The required output consists solely of the lines from the line containing "Task: place one keypoint per instance of the black" through the end of the records, copied exactly.

%%

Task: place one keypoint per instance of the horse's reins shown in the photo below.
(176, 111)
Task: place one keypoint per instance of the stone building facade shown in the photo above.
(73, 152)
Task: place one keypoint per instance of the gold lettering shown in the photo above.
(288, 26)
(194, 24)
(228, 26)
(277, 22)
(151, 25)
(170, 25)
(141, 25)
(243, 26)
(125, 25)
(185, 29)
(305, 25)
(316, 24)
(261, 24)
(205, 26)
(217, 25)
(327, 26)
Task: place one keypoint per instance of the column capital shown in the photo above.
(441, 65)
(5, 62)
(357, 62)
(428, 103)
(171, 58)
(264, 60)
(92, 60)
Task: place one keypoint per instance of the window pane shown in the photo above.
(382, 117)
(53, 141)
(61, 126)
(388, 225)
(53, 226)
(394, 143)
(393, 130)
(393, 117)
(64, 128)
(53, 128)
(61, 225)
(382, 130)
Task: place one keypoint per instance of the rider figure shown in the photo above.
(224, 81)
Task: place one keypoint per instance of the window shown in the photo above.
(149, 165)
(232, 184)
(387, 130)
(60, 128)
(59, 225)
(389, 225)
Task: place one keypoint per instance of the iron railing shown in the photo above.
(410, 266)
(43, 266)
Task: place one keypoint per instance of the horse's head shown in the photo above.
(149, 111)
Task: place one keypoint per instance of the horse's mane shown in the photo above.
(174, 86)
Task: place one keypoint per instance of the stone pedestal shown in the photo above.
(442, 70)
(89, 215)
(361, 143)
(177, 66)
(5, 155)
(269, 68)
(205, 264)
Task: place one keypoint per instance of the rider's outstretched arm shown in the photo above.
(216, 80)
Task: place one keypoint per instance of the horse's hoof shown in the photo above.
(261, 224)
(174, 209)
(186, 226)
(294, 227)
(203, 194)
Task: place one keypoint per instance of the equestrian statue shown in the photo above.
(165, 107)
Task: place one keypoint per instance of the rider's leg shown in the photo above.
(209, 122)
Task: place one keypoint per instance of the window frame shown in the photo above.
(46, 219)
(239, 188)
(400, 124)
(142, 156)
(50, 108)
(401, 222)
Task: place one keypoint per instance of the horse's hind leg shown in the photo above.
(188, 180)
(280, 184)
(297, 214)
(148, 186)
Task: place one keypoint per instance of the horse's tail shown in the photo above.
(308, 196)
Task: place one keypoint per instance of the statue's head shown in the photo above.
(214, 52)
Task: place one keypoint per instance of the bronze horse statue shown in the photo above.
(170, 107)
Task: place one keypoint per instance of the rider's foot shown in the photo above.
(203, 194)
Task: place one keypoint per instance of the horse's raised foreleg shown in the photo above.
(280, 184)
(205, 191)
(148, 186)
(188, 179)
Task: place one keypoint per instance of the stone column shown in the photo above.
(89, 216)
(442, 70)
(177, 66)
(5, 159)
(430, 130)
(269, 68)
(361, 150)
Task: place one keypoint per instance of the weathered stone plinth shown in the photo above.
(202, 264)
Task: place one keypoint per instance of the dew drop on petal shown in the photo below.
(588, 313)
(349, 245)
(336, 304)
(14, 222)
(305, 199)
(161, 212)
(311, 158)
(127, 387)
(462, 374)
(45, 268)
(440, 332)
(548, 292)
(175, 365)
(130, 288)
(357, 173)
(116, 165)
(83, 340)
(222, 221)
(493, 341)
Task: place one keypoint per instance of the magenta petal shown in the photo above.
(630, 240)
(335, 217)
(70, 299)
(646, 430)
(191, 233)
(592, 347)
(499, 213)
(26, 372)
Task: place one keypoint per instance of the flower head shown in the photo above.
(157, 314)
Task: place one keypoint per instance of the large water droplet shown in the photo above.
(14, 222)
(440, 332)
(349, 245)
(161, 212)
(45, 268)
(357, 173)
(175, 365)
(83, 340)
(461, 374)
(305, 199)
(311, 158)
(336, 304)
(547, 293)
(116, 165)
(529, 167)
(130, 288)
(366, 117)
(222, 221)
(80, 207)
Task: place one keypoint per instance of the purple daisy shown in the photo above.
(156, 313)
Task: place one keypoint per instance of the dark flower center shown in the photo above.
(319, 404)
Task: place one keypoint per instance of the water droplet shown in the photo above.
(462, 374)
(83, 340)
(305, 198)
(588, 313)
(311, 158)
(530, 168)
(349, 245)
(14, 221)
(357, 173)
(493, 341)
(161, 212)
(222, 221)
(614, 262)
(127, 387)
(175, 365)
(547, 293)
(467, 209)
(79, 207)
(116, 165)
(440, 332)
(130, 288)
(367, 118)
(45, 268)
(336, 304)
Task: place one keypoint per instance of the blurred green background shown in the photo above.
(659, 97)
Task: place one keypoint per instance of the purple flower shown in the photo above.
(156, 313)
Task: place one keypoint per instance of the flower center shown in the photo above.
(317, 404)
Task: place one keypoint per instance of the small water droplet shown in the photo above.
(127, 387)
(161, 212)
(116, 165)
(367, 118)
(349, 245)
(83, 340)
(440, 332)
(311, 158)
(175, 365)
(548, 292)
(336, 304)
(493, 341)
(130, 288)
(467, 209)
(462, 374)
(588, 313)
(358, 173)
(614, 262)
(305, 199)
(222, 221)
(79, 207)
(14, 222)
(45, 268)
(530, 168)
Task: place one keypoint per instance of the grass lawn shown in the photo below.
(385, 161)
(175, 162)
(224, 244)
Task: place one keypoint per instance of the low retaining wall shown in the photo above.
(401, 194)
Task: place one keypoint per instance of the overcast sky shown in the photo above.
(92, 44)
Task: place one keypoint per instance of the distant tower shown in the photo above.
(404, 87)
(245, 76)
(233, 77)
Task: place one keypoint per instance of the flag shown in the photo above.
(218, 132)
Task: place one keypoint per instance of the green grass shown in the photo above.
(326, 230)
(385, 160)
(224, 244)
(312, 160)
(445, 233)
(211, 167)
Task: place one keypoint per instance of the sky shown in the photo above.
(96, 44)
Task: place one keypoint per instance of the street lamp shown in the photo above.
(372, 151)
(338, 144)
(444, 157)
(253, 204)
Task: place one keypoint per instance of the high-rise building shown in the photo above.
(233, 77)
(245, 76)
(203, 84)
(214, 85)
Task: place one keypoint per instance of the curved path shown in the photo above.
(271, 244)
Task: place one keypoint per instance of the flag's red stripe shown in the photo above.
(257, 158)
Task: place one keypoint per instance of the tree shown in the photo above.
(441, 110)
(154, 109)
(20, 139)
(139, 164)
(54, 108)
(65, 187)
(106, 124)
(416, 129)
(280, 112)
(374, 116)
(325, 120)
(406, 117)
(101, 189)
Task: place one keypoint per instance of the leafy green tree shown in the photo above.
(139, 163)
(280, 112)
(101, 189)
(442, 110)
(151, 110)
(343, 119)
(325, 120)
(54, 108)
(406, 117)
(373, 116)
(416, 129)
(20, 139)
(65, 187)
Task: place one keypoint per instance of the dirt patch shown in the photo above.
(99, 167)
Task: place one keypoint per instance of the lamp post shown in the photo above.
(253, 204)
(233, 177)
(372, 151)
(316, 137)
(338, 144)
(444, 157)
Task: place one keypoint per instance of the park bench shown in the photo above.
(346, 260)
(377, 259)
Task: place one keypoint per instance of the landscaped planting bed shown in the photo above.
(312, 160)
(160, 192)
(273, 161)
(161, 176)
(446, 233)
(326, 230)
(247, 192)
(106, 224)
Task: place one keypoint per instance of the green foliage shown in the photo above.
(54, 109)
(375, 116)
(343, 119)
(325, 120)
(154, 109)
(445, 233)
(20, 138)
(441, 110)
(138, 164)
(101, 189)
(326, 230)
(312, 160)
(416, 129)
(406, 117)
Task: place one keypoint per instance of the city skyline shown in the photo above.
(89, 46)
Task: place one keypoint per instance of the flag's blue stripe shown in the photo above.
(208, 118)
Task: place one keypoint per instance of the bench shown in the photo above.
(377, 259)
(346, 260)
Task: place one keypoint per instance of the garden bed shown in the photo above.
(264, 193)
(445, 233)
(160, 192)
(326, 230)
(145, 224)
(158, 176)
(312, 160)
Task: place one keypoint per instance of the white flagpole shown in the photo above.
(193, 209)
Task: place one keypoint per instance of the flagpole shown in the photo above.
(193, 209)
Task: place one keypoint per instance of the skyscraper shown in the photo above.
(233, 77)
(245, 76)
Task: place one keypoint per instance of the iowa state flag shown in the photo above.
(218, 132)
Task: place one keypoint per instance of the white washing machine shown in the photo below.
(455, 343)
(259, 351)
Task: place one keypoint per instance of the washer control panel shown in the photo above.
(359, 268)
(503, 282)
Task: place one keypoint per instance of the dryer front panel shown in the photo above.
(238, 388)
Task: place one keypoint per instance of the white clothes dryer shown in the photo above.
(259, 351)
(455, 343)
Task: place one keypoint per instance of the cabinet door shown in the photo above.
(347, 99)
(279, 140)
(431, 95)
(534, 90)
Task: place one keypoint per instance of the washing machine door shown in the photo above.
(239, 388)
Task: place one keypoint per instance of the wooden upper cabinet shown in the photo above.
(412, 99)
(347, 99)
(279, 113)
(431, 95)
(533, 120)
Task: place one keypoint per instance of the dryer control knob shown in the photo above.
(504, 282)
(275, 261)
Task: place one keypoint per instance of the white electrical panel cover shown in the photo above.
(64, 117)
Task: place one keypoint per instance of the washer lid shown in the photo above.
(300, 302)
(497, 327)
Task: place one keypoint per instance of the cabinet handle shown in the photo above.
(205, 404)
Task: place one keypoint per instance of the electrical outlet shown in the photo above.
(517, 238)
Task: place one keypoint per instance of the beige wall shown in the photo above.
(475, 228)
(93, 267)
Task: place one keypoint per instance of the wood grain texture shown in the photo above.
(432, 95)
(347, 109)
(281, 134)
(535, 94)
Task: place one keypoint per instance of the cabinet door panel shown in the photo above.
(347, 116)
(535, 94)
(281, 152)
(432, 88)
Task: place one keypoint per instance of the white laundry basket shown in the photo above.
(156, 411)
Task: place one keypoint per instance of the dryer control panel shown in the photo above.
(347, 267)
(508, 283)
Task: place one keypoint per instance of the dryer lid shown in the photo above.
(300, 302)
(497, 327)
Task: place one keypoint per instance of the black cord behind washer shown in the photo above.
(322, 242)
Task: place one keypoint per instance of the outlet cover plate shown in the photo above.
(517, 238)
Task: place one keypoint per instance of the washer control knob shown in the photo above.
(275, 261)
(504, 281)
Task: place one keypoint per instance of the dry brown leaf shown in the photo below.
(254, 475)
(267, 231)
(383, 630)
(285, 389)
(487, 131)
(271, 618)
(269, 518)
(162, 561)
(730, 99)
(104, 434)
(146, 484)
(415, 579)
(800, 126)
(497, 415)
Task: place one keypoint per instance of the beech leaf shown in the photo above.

%%

Written answer
Task: place one keypoint per instance of the black cord behind washer shown in the photo above.
(322, 242)
Task: place one keypoint per instance of the outlet cover plate shown in the photo above.
(517, 238)
Task: place one keypoint per instance of the washer control knob shown in the photo above.
(275, 261)
(504, 281)
Task: place one keypoint per instance of the dry brown leaf shown in the photo below.
(254, 475)
(267, 231)
(383, 630)
(285, 389)
(487, 131)
(271, 618)
(269, 518)
(162, 561)
(730, 99)
(104, 434)
(146, 484)
(415, 579)
(800, 126)
(497, 415)
Task: place one keypoint per instance of the beech leaf shown in the photo above.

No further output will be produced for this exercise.